-------- Extract provided
A recent analysis of U.S. drug data found that the number of reported deaths from 1998 to 2005 from adverse reactions to medications nearly tripled, rising from 5,519 to 15,107.

Pharmacists say several things may be responsible for the jump. Including increased reports of reactions, as well as an increase of medications being prescribed.

"Back about 10 years ago there was a change in the prescribing patterns of doctors due to the governmental wish to make sure people were not under treated for pain -- that they did not suffer needlessly," Appletree Pharmacist Jim Killingsworth said. "I think as a result of that I now see a lot of over-prescribing of pain medications patients."

Experts say allergic reactions to medicines still remain one of the main culprits. While new data also reveals prescribed narcotics, and even some over-the-counter medications such as acetaminophen can have potentially harmful effects. Which comes as no surprise to pharmacists who say with all the brands, there's a lot of confusion among the public.

"Tylenol Allergy and Cold, Tylenol Headache, Tylenol Sinus -- they all have Tylenol in them," Killingsworth said. "Many times I'll find my elderly people picking up two or three different tylenol products not knowing they all have Tylenol in them, and they'll end up taking more Tylenol then they should."
----------------
-------- Entries shown
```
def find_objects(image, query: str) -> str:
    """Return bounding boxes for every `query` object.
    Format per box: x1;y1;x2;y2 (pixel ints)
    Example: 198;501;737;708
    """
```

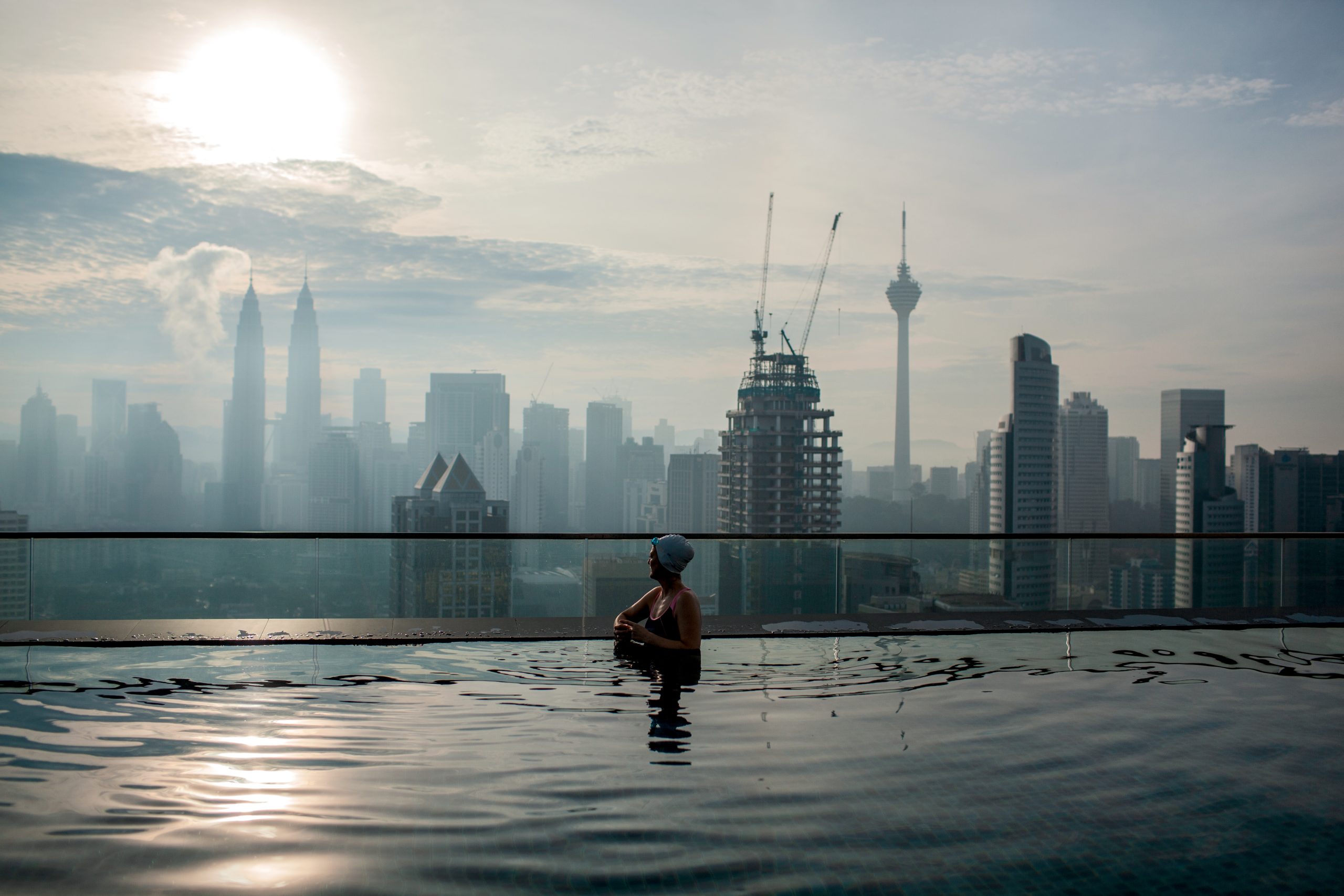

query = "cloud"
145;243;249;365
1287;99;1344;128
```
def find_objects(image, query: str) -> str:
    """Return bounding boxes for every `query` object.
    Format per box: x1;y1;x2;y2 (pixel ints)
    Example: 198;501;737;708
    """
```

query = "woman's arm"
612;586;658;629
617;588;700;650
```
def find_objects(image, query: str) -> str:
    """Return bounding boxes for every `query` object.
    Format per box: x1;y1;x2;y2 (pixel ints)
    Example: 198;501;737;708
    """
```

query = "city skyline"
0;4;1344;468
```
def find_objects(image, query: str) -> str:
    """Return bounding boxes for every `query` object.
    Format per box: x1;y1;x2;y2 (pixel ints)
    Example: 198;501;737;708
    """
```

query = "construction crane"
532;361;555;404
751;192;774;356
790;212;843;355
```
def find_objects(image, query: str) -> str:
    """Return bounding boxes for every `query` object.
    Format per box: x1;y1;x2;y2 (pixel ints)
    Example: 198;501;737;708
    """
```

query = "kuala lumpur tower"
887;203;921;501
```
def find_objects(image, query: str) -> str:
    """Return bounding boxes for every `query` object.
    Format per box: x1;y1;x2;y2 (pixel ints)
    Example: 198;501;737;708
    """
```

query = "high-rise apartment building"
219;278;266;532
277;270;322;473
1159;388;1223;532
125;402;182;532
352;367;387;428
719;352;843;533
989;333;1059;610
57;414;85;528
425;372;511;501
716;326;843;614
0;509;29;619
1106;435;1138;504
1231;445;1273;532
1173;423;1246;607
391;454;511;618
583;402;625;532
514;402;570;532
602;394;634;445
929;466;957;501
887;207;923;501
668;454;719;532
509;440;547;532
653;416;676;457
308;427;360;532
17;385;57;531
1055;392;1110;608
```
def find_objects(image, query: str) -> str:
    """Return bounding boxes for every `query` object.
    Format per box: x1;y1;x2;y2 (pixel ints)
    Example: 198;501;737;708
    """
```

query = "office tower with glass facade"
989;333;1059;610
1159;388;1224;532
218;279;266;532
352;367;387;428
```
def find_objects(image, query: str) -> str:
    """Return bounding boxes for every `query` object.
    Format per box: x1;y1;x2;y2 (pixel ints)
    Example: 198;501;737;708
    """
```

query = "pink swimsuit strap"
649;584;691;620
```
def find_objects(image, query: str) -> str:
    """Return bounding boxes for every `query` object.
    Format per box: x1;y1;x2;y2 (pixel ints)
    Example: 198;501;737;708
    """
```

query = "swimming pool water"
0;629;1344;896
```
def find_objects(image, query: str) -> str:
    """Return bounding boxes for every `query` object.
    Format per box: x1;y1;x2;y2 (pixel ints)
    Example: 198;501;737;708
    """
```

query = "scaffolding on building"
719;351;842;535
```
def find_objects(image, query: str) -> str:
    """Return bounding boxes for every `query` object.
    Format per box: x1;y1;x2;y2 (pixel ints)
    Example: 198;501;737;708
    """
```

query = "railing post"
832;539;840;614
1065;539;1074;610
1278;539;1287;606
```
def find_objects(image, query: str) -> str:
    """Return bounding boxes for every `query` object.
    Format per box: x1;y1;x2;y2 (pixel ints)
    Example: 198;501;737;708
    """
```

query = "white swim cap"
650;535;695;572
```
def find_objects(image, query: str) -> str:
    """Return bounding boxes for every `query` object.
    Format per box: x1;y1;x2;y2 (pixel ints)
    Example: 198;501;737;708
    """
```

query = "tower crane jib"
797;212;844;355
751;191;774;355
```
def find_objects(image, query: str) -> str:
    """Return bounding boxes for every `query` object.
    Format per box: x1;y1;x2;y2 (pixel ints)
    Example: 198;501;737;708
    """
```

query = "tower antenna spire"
----------------
About this exercise
Please give the number of reported deaths from adverse reactions to medications in 1998 and in 2005, according to the article on drug-related deaths.

Exercise answer
Reported deaths rose from 5,519 in 1998 to 15,107 in 2005.